Excerpts of bounding box data -
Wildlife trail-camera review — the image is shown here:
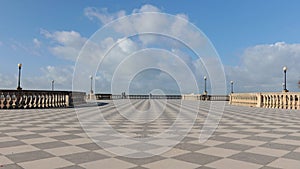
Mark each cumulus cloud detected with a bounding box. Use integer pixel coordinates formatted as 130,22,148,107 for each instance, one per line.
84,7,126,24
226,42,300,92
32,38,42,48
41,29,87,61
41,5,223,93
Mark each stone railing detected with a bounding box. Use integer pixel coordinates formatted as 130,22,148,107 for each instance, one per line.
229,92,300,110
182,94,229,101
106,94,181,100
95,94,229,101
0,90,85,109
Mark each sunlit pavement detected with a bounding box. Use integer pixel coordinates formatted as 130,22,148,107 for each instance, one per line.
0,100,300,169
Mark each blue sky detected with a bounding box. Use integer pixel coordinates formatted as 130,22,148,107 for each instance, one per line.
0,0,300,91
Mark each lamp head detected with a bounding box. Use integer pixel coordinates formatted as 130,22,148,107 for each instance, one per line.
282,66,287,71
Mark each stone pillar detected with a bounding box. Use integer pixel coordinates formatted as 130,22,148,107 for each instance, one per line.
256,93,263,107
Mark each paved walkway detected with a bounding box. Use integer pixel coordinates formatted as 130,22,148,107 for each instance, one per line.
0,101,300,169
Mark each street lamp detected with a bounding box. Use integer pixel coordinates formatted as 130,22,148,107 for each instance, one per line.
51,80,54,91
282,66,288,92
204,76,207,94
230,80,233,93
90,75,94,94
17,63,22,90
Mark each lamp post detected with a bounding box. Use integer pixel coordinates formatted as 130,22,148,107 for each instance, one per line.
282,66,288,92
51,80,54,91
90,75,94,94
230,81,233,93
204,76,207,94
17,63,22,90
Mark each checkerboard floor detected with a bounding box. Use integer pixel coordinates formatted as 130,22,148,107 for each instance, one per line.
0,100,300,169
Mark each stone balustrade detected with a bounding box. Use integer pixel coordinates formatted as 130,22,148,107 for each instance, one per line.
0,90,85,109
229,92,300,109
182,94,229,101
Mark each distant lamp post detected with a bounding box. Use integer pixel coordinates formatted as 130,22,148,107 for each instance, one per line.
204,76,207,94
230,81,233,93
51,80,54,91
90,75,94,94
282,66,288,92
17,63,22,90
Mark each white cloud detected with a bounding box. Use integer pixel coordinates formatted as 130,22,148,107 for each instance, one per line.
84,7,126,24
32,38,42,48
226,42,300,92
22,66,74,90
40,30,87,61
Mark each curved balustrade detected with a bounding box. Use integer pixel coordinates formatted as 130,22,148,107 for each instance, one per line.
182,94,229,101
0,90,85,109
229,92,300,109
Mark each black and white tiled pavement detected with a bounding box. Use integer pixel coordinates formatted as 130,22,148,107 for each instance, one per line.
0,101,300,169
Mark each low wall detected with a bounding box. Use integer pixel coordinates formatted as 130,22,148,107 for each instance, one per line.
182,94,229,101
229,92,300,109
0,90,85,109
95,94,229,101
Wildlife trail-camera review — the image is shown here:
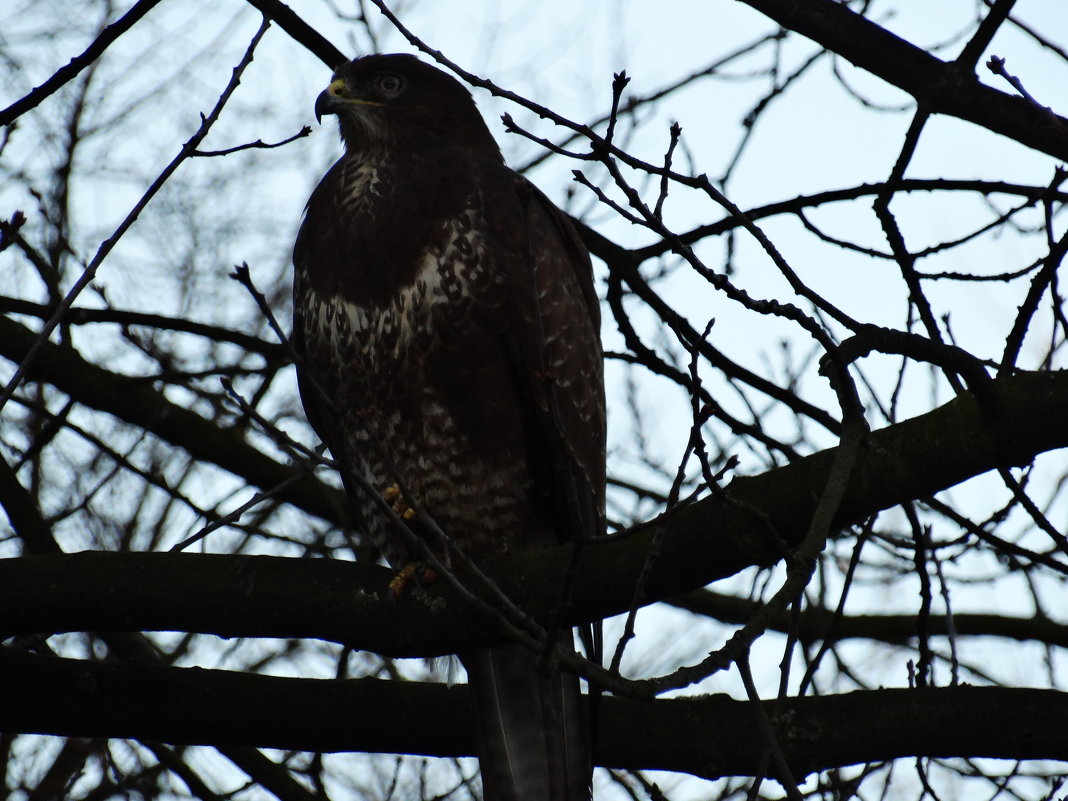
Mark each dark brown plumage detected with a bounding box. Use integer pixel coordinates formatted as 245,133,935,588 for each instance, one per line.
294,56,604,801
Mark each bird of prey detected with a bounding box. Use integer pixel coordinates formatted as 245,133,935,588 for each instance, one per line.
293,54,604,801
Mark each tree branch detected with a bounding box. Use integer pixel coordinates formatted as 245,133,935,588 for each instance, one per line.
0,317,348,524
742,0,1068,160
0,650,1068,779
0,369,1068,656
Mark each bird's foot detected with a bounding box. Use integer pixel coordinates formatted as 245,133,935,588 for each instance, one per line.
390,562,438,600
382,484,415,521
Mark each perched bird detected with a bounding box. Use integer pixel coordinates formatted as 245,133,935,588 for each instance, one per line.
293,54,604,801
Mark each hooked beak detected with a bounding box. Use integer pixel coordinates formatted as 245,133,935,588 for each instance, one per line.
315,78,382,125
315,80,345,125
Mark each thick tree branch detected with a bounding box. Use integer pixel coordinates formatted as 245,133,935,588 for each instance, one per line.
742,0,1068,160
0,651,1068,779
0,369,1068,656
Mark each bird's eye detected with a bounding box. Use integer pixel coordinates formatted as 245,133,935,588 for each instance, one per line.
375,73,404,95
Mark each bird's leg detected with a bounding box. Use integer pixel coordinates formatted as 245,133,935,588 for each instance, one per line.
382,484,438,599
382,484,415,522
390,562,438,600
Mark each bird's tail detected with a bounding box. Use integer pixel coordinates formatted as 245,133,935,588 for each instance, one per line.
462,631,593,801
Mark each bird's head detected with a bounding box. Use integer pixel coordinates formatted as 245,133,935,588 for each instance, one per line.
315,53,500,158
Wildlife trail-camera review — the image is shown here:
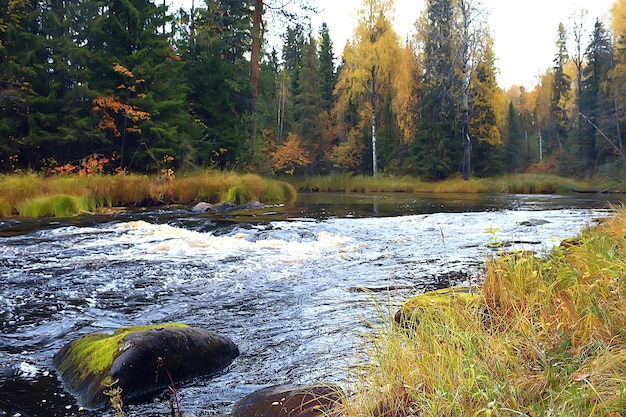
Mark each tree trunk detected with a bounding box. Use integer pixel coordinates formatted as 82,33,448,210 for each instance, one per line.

TASK DETAILS - Transcribe all of the rows above word for word, and leave the pictures out.

FULL ANSWER -
Wildlife trail-camera review — the image is shown here:
Mark each cumulus cloud detected with a bounding box. Use integer pixel coordinates formatted as 130,22,148,107 for each instance, one per line.
84,7,126,24
226,42,300,92
32,38,42,48
41,29,87,61
41,5,223,93
Mark each stone railing detected with a bounding box. Use integer pixel coordinates formatted as 130,22,148,107 for each instance, one per line.
229,92,300,110
182,94,229,101
106,94,181,100
95,94,229,101
0,90,85,109
Mark each sunlit pavement detected with a bounding box. Use integer pixel coordinates formatted as 130,22,148,107 for each instance, one per line.
0,100,300,169
Mark each blue sky detected with a bounding box. Use integer pixel coordinates formatted as 130,22,148,107 for each instance, one per line.
0,0,300,91
Mark each lamp head detected with a bounding box. Use integer pixel coordinates formatted as 130,22,148,107 for each instance, one per line.
282,66,287,71
Mark each stone pillar detected with a bounding box. Use integer pixel coordinates formatted as 130,22,148,107 for each instance, one per line.
256,93,263,107
Mark each paved walkway detected with a bounding box. Use integer pixel coordinates formatted as 130,22,148,107 for each instance, one per line.
0,101,300,169
Mark each street lamp detected with a bounding box. Use integer pixel coordinates formatted as 130,22,148,107 for each instance, one per line.
51,80,54,91
282,66,288,92
204,76,207,94
230,80,233,93
90,75,94,94
17,63,22,90
Mark each lamp post detected with a bounding box. Use integer pixel coordinates formatted as 130,22,148,107 for each instance, one per line.
282,66,288,92
51,80,54,91
90,75,94,94
230,81,233,93
204,76,207,94
17,63,22,90
Mark each checkerboard floor detected with a bounding box. Use integer pixel coordinates formatted as 130,22,148,107 for each instance, one per line.
0,100,300,169
Mark each stone balustrade detected with a bounding box. Use integer pixel coordinates formatted as 130,22,148,107 for each instance, one per line.
0,90,85,109
229,92,300,109
182,94,229,101
Mark each distant lamp post detected with a bounding box. Use integer pixel coordinates formatted as 130,22,148,107 for each instance, one per line.
204,76,207,94
230,81,233,93
51,80,54,91
90,75,94,94
282,66,288,92
17,63,22,90
Mark each white cloud detected with a bounding box. Use integer pixel coordinates formatted as 130,22,148,107 for each instance, one per line.
84,7,126,24
32,38,42,48
226,42,300,92
22,66,74,90
40,30,87,61
Mark each curved balustrade detected with a bounding box. Use integer pixel coordinates formatted as 130,22,148,107 for each instance, one per line.
182,94,229,101
0,90,85,109
229,92,300,109
Mark each black and white tiled pavement detected with a bounding box. Use integer pixel coordinates formatted as 130,22,148,107 for each instance, one per line.
0,101,300,169
Mark each low wall detected with a bounding box. Use integer pixel coordinates formatted as 130,22,148,107 for each instance, one per line.
182,94,229,101
229,92,300,109
0,90,85,109
95,94,229,101
Wildlife trail-camera review — the image is shown here:
Mark each dark brown plumage detected with a bounding box. Use integer pixel coordinates formatted as 245,133,935,588 for each instance, one per line.
294,56,604,801
Mark each bird of prey detected with a bounding box. Use integer pixel coordinates formatted as 245,133,935,588 for each instance, one per line.
293,54,604,801
Mark each tree branch detected with a bounding box. Use integer pixel coordinates formatted as 245,133,935,588 for each instance, one per line.
0,317,348,524
742,0,1068,160
0,650,1068,779
0,369,1068,656
Mark each bird's foot detected with a bounding box. Use integer pixel coordinates formatted as 245,133,935,588 for each instance, one per line.
390,562,438,600
382,484,415,521
Mark each perched bird detected with a bounding box. Use integer pixel coordinates formatted as 245,133,935,588 for each instance, one per line.
293,54,604,801
Mark each hooked beak detected with a bounding box. Use integer pixel coordinates formatted as 245,133,935,588 for each instance, one per line.
315,78,382,125
315,80,345,125
Mark each thick tree branch detected with a bounding box. Use integer pixel coordinates formatted as 245,133,935,588 for each instance, one per line.
742,0,1068,160
0,651,1068,779
0,369,1068,656
Mark each bird's eye detected with a bounding box. Use integer pixel coordinates formatted as 245,133,935,588 for each instance, one per line.
375,73,404,95
Mark each bird's leg detected with a bounding box. Use integer pixel coordinates formatted as 245,133,935,588 for each instance, one per line.
382,484,438,599
382,484,415,522
390,562,438,600
Mark each bird's tail detected with a bounding box. Use integer pixel coordinates formatted as 245,133,935,588 for each instance, one per line.
462,631,593,801
Mark each bird's head detected with a bounding box. Use integer pixel coordinates formatted as 245,133,935,588 for each instance, one per line.
315,53,500,158
Wildlife trail-camera review — the image is shown here:
Mark each tree trunk detected with a bounding box. Use integer pixel coordinates formatted as 82,33,448,210 for each instance, one per line.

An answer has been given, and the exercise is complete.